# YOUR GOAL
Reproduce the passage on silicate phosphors from "In the present" to "microscope (TEM) analysis.", swapping "phosphors" for "luminescent powders".

* Begin PASSAGE GIVEN *

Presently, researchers have synthesized numerous phosphors using abundant experimental techniques including sol–gel [17], hydrothermal [18], microwave, solid-state reaction [19] and solution combustion [20]. The foremost disadvantages of the solid-state method are its long processing time, high reaction temperature, large particle size and luminescence loss due to crushing [21]. In the sol–gel technique, the raw chemicals are blended to get the sol solution with great extent of uniformity; therefore, the addition of dopants and co-dopants through solutions becomes easy and efficient. The gel formed on heating results in the formation of very small pores, and all the ingredients of the uniform gel mix very well. The excessive high surface area of samples is responsible for the low-temperatures synthesis of the materials [22].

In the present study, we have focused on the photoluminescent and structural properties of Eu3+-doped Z2Si3O8 (Z = Mg, Ca and Sr) materials. An effective sol–gel procedure has been used to explore these silicate lattice-based materials [23]. To evaluate the intensity and color affluence of these phosphors, the optical properties were examined by the photoluminescence spectroscopy. For structural investigations, the prepared materials were characterized with X-ray diffraction (XRD) analysis, energy-dispersive X-ray spectroscopy (EDS), Fourier transform infrared (FTIR) study and transmission electron microscope (TEM) analysis.

2 Experimental

2.1 Materials and synthesis

The powdered samples of Eu3+-doped Z2Si3O8 (Z = Mg, Ca and Sr) phosphors were synthesized by sol–gel process. The nitrates of alkaline earth metals (Mg, Ca and Sr), Eu(NO3)3·6H2O and silica powder were used as precursor components for the synthesis of these luminescent materials. Initially, Sr2Si3O8 phosphor was prepared using 0.01–0.05 mol europium(III) ion. For optimum photoluminescence performance, the concentration of Eu3+ was fixed (i.e., 0.03 mol), and a series of Z2Si3O8 silicates were synthesized at 950 °C. The synthetic procedure used to develop silicate lattice-based materials was consisting of two steps. In the first step, 3-mol silica powder was dissolved in a round-bottom flask (RBF) containing concentrated nitric acid solution and stirred using the magnetic stirrer, resulting in the development of smooth gel. Alternatively, alkaline metal nitrates in their stoichiometric amount [Mg/Ca/Sr (1.97 mol)] and Eu(NO3)3·6H2O (0.03 mol) were liquefied with distilled water in a silica crucible. The content of crucible was poured into the RBF and stirred up to 30 min for homogeneous mixing. The semisolid paste was formed from the homogeneous mixture when heated in the silica crucible on the hot plate. The crucible that contained semisolid paste was placed in the muffle furnace maintained at the temperature of 950 °C for 1 h, which gave rise to white silicate powders. The influence of heating on the optical properties and crystallinity of materials was investigated by re-heating the samples at the temperatures of 1050 and 1150 °C.

* End PASSAGE GIVEN *
* Begin EXTRACTED INFORMATION *

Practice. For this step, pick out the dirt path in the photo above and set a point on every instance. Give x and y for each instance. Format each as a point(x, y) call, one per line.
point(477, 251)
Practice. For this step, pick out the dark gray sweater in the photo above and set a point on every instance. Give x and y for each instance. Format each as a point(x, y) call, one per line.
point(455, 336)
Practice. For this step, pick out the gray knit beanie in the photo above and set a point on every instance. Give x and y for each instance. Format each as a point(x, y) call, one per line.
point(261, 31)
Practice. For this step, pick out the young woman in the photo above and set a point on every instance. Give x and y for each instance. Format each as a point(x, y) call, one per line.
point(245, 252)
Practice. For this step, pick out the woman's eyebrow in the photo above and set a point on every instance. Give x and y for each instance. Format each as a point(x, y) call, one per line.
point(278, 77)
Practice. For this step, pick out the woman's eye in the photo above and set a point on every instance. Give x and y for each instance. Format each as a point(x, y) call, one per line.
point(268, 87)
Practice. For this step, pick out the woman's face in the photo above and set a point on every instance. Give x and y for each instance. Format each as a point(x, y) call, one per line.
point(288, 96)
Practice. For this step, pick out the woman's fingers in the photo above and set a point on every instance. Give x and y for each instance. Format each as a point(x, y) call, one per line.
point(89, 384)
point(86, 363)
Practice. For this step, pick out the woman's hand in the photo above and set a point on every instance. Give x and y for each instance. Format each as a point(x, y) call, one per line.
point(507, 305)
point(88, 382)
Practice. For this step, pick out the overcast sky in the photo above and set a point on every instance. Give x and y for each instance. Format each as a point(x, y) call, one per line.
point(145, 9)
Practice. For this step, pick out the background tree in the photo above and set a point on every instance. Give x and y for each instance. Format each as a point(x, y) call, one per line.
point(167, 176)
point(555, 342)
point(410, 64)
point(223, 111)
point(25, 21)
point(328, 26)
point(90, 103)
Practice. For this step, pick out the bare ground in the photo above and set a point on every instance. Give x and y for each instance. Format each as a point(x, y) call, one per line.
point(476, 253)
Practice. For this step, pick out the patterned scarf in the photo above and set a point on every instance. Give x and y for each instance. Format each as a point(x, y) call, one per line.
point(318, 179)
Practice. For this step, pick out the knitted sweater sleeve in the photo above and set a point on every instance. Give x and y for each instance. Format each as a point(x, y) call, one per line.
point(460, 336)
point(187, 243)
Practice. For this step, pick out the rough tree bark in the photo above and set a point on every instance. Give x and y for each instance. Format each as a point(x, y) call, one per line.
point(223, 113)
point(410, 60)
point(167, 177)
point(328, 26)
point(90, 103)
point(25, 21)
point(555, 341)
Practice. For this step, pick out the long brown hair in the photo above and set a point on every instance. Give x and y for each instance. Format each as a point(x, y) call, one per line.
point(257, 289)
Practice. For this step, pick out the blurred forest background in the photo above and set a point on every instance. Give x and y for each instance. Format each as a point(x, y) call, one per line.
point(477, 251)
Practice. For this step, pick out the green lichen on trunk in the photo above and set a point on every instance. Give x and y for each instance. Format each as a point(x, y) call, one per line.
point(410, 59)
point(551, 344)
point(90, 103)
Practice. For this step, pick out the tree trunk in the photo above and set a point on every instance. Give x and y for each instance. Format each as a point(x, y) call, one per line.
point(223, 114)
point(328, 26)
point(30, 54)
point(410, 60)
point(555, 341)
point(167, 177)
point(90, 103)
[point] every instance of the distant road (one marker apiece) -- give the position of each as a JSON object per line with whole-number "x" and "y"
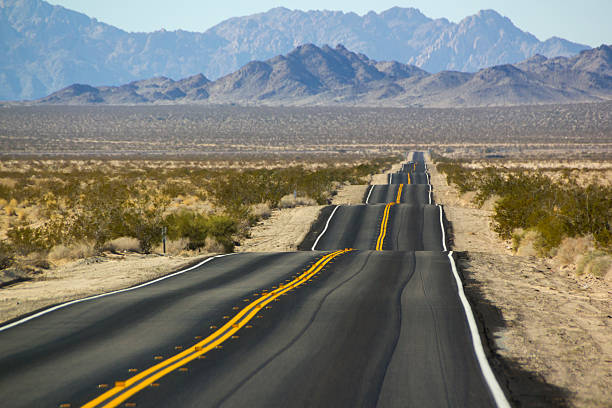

* End EXTRACTED INFORMATION *

# ANSWER TO THIS PROBLEM
In the present study, we have focused on the photoluminescent and structural properties of Eu3+-doped Z2Si3O8 (Z = Mg, Ca and Sr) materials. An effective sol–gel procedure has been used to explore these silicate lattice-based materials [23]. To evaluate the intensity and color affluence of these luminescent powders, the optical properties were examined by the photoluminescence spectroscopy. For structural investigations, the prepared materials were characterized with X-ray diffraction (XRD) analysis, energy-dispersive X-ray spectroscopy (EDS), Fourier transform infrared (FTIR) study and transmission electron microscope (TEM) analysis.